• Task directions:
Scale the records below from the line with "Does the image above contain any curved" to the line with "left=60, top=502, right=114, bottom=573", both ends included, by writing out only those lines again, requests and all. Multiply every pixel coordinate in the answers by 1.2 and round it to a whole number, with halves rounded up.

• Input material:
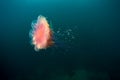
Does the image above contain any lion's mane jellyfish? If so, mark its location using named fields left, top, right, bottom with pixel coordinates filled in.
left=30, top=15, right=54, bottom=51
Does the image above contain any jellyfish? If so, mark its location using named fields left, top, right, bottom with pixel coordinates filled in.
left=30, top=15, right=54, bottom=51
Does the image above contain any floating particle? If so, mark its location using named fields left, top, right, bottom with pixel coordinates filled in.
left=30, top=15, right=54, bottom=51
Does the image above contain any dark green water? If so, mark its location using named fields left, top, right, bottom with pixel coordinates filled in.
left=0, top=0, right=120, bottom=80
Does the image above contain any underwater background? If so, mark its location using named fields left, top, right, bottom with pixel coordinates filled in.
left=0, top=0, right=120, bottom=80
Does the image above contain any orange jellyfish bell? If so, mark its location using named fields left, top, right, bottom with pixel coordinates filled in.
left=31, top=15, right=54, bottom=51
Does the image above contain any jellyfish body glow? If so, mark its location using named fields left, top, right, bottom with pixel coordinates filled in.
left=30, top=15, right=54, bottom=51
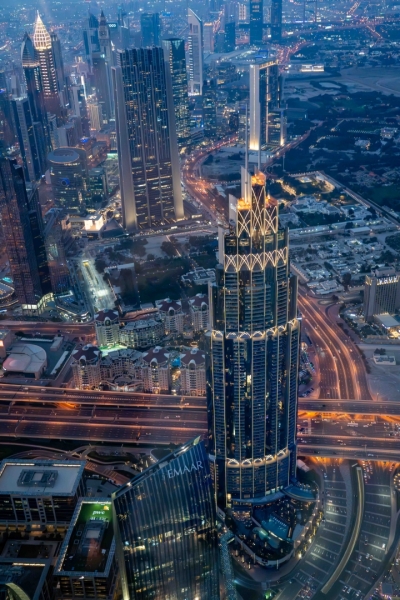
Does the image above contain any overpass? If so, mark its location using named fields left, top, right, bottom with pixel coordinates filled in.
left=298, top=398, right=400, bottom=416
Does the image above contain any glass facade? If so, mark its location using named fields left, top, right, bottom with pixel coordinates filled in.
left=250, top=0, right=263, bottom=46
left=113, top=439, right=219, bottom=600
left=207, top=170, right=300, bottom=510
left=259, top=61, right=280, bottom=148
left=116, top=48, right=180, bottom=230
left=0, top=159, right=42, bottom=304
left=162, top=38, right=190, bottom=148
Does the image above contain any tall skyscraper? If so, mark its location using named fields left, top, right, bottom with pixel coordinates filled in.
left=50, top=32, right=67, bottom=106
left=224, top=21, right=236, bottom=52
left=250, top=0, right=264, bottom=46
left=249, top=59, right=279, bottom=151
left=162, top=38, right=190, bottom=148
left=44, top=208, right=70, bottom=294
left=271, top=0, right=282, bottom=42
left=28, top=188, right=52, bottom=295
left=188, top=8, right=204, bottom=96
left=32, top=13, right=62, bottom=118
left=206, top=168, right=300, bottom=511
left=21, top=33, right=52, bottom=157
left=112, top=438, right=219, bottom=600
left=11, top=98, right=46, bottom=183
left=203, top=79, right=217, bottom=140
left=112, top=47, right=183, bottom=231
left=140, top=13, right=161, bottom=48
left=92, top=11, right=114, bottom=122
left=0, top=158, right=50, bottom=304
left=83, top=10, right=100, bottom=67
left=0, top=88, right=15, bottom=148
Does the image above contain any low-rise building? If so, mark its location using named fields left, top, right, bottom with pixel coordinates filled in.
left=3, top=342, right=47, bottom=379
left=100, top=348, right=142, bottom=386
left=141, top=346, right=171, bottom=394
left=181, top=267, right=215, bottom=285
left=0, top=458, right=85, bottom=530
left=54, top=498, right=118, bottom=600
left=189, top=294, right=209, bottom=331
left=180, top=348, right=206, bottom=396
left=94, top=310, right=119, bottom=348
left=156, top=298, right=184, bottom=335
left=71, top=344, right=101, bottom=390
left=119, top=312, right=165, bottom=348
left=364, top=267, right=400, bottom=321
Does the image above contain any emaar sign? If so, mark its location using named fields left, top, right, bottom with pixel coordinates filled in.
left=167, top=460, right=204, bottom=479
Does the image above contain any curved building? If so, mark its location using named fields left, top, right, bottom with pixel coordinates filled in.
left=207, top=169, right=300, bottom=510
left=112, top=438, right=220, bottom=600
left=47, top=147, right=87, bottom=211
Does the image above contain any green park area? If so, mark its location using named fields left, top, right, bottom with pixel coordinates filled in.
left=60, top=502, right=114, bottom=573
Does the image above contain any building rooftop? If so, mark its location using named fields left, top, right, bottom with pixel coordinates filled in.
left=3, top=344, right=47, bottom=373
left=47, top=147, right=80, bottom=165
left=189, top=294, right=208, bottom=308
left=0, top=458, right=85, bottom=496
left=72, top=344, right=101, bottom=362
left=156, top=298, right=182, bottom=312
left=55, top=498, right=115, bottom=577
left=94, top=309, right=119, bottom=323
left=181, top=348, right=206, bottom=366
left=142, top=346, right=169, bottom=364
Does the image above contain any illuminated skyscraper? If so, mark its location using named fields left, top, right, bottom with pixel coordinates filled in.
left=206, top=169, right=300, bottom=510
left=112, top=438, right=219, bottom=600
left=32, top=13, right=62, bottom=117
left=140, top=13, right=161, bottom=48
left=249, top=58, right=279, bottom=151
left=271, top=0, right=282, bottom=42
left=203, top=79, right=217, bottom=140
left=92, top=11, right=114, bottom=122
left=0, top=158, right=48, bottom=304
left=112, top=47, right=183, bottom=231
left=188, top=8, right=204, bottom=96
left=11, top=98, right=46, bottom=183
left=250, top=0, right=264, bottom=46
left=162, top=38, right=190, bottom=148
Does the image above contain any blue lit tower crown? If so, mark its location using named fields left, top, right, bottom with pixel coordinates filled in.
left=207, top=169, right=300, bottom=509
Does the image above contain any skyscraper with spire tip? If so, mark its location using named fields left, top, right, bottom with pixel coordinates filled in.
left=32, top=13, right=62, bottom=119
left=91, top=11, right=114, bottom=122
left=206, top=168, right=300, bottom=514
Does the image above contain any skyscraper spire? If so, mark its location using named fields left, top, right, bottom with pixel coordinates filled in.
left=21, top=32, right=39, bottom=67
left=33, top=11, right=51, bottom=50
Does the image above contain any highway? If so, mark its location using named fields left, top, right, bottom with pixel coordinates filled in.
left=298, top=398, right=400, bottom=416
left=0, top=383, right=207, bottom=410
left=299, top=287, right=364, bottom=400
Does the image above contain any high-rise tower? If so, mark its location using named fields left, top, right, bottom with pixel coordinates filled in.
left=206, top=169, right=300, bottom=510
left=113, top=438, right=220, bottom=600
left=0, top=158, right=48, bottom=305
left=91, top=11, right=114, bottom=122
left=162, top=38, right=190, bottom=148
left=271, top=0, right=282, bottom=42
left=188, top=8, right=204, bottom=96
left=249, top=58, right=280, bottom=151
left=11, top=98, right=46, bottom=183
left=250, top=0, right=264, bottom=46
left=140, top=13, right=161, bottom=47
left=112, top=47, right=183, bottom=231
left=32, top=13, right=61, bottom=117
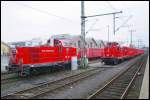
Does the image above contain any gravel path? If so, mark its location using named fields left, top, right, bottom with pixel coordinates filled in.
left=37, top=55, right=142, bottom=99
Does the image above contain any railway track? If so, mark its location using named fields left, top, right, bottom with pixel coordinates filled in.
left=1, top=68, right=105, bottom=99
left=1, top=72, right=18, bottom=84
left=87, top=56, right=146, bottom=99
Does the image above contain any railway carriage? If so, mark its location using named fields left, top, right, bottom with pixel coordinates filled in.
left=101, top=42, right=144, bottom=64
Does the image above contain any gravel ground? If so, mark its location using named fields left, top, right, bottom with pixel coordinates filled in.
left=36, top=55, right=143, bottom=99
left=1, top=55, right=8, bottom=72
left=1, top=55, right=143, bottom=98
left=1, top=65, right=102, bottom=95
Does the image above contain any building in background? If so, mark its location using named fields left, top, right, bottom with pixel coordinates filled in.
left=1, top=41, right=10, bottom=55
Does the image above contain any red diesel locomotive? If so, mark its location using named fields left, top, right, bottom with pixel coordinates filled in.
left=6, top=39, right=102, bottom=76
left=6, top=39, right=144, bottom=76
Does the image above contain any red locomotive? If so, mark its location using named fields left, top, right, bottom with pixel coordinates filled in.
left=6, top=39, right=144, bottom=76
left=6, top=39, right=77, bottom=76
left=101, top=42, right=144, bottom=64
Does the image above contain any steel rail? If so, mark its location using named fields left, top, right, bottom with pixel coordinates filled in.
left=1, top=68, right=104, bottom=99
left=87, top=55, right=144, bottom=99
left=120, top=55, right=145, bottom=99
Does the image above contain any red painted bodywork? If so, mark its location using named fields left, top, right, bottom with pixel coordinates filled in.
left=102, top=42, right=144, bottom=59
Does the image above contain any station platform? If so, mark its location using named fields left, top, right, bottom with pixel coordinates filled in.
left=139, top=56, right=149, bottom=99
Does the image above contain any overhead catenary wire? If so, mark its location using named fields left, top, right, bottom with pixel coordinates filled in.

• Solution for this task:
Does the image above contain any curved building? If so, mark its location using named fields left, top, right, bottom with pixel coordinates filled in.
left=248, top=203, right=360, bottom=612
left=134, top=526, right=264, bottom=720
left=56, top=176, right=104, bottom=253
Does the image above contain any green park area? If so, mark its location using named fields left, top, right, bottom with pixel coordinates filled in.
left=72, top=602, right=137, bottom=688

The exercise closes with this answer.